** Start Provided material **

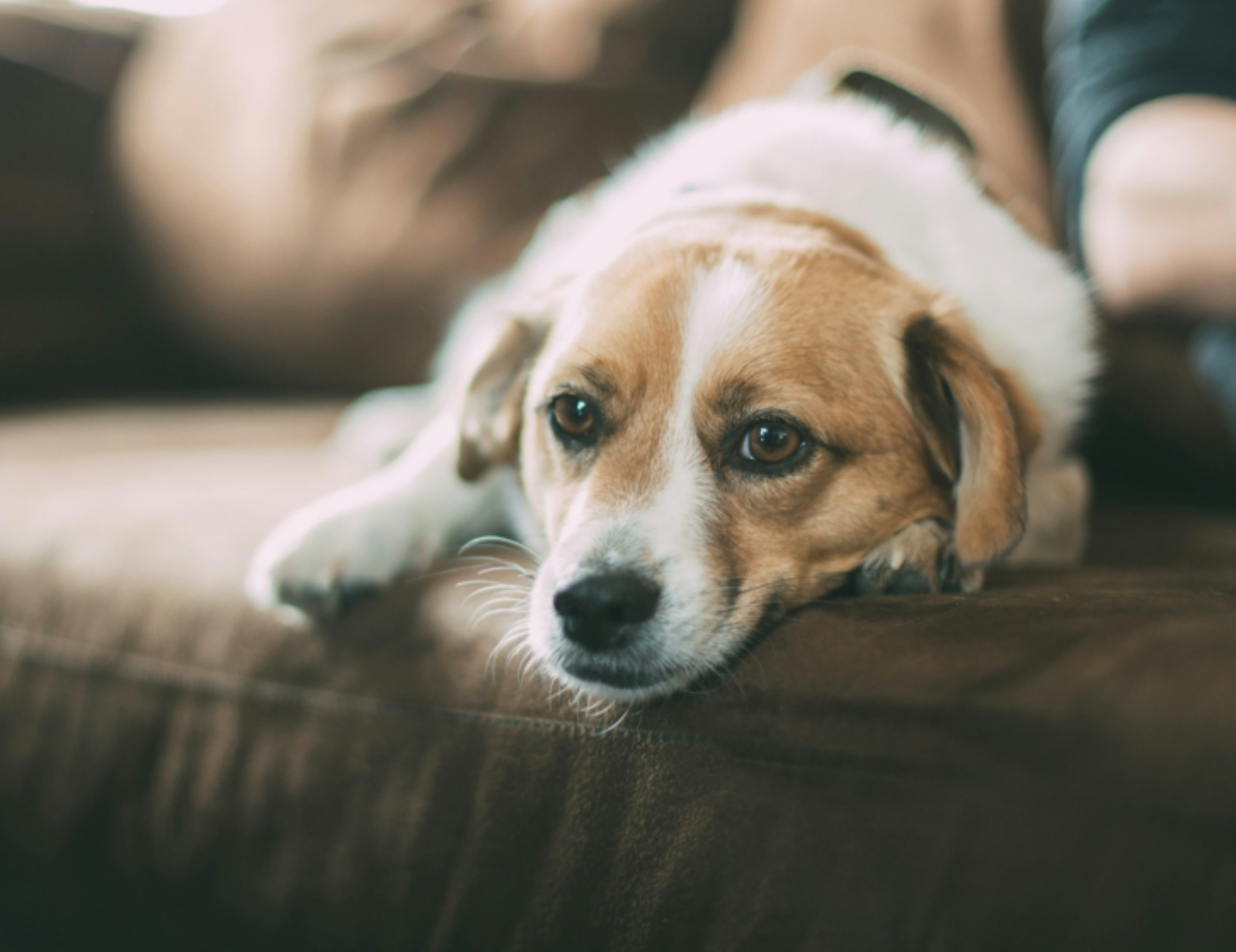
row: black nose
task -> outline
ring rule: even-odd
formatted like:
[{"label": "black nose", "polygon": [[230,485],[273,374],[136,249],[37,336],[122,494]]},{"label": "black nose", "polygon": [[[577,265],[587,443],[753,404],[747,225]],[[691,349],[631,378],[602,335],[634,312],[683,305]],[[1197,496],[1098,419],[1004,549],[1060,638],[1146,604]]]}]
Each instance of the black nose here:
[{"label": "black nose", "polygon": [[598,572],[554,596],[562,631],[591,651],[620,648],[656,611],[661,589],[634,572]]}]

** End Provided material **

Task objective: Arrange every line of the rows above as a numbered list, omitting blank lines and leaving the pictures out.

Worked solution:
1. row: black nose
2. task -> outline
3. ring rule: even-odd
4. formatted like:
5. [{"label": "black nose", "polygon": [[230,485],[273,374],[136,249],[37,336],[122,494]]},{"label": "black nose", "polygon": [[[577,265],[587,443],[753,404],[747,225]],[[691,349],[631,378],[602,335],[634,312],[683,305]],[[1197,496],[1098,419],[1004,549],[1060,638],[1146,604]]]}]
6. Each instance of the black nose here:
7. [{"label": "black nose", "polygon": [[598,572],[554,596],[562,631],[591,651],[620,648],[656,611],[661,589],[634,572]]}]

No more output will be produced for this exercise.